# Work request
Could you retype every entry below exactly as written?

──────

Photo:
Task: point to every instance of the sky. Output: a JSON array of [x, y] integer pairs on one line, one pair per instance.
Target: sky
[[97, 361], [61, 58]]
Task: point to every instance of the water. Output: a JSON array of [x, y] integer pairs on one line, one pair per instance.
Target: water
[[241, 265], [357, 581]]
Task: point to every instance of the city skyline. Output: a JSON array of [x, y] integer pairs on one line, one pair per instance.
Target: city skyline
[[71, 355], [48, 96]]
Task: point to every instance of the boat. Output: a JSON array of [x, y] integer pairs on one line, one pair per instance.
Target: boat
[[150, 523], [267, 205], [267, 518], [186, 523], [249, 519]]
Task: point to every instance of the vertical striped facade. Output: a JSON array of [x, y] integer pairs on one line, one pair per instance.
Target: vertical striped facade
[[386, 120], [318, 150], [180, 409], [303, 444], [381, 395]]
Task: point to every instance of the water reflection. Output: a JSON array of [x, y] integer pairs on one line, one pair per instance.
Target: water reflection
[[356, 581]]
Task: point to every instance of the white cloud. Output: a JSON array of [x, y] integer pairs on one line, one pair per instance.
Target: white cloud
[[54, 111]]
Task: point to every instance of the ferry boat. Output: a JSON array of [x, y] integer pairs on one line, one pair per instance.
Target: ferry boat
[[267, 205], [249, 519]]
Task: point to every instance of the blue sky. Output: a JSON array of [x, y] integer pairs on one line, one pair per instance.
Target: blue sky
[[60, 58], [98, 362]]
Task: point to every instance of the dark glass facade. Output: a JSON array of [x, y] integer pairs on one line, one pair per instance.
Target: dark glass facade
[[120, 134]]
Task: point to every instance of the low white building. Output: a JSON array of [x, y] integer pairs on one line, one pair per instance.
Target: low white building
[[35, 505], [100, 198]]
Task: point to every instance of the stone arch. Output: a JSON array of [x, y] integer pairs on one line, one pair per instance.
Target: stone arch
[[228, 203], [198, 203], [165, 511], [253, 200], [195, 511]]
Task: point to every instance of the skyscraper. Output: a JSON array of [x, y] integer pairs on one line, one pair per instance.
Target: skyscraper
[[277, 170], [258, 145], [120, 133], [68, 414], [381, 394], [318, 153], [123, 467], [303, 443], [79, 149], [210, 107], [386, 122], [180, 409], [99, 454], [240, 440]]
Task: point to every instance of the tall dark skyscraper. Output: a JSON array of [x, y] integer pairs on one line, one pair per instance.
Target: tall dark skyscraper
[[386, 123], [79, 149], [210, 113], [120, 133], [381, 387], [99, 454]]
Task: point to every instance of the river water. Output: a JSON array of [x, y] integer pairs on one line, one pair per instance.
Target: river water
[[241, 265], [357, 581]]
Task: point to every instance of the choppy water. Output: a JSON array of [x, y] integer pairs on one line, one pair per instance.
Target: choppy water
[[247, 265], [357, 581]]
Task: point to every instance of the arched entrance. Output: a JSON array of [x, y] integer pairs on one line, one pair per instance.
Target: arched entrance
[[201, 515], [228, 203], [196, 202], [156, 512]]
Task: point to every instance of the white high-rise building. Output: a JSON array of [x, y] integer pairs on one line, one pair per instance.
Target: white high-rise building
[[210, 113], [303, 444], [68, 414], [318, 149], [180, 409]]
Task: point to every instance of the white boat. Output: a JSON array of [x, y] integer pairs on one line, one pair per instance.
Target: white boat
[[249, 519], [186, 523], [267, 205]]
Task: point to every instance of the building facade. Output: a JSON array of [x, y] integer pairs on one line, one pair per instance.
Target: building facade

──────

# Result for this task
Photo:
Task: point to every instance of the sky. Output: a JSON array of [x, y] integer pairs on one line, one pair per instance.
Target: sky
[[97, 361], [61, 58]]
Task: point to every instance of the water. Output: a JSON array of [x, y] integer pairs on one line, one pair per instance.
Target: water
[[241, 265], [357, 581]]
Task: point to every instance of the city skyline. Output: a JSON array of [x, y] integer pairs on one line, one pair per instance.
Target: city skyline
[[71, 355], [48, 96]]
Task: point to every instance of the boat. Output: a JSON array of [x, y] integer pairs on one line, one pair per instance.
Target: boat
[[150, 523], [267, 205], [267, 518], [186, 523], [249, 519]]
Task: point to every instance of the vertical striped facade. Output: a JSON array of [x, y] integer pairs on one line, one pair per instance.
Target: vertical striped facade
[[386, 120], [318, 150], [180, 409], [303, 444], [381, 395]]
Task: point to every instance of the water reflection. Output: a JSON array of [x, y] integer pairs on one line, one pair per instance.
Target: water reflection
[[356, 581]]
Task: point to every instance of the white cloud. Output: a JSON array of [x, y] integer pairs on one line, one pair per instance.
Target: white cloud
[[54, 111]]
Task: point to every instance of the ferry boat. Output: a JSON array of [x, y] integer pairs on one line, one pair per instance.
Target: ferry boat
[[267, 205], [249, 519]]
Task: point to every instance of the blue sky. Output: a JSON array of [x, y] integer pairs on one line, one pair per instance.
Target: blue sky
[[60, 58], [98, 362]]
Task: point to every instance of the dark glass facade. Output: a JSON array of [x, y] integer pairs on one line, one pair per instance.
Target: dark glass facade
[[120, 134]]
Task: point to every instance of the low white building. Output: a JSON array of [x, y] integer pairs on one line, one pair per instance.
Target: low white building
[[35, 505], [100, 198]]
Task: point to every instance of the stone arch. Output: a JSON array of [x, y] integer pairs on one line, one pair per instance.
Target: stone arch
[[228, 203], [198, 203], [165, 511], [253, 200], [195, 511]]
Task: point to every instance of the skyscraper. Output: a JSON array of [x, y] integer pairs on one line, one pair per instance.
Target: skyscraper
[[277, 170], [258, 145], [120, 133], [68, 414], [381, 394], [318, 153], [123, 467], [303, 443], [79, 149], [210, 107], [386, 122], [180, 409], [99, 454], [240, 440]]
Task: point to every instance of the tall dark skyscraper. Output: a JSON array of [x, y] integer pairs on one line, one pair per instance.
Target: tall dark skyscraper
[[386, 123], [79, 149], [210, 113], [120, 133], [381, 387], [99, 454]]
Task: point to every instance of the river water. Output: a JSON array of [x, y] integer pairs on one line, one pair per instance.
Target: river water
[[241, 265], [357, 581]]
Task: point to every instance of the choppy water. Output: a JSON array of [x, y] integer pairs on one line, one pair per instance.
Target: choppy water
[[247, 265], [357, 581]]
Task: point to every instance of the arched entrance. Output: a JSON array of [x, y] integer pairs on one line, one pair per instance.
Target: arched entrance
[[201, 515], [228, 203], [196, 202], [156, 512]]
Task: point to every instance of the white high-rise building. Output: a JSON array of [x, y] integer pairs on one line, one pair per instance.
Target: white high-rise building
[[210, 113], [303, 444], [68, 414], [318, 149], [180, 409]]
Task: point to every instance of the white boat. Output: a JSON array of [x, y] integer pairs on one line, one pair per instance.
Target: white boat
[[249, 519], [186, 523], [267, 205]]
Task: point to every instance of the building facade. Output: a JSON array of [x, y] integer pairs on one line, one pair per instance.
Target: building facade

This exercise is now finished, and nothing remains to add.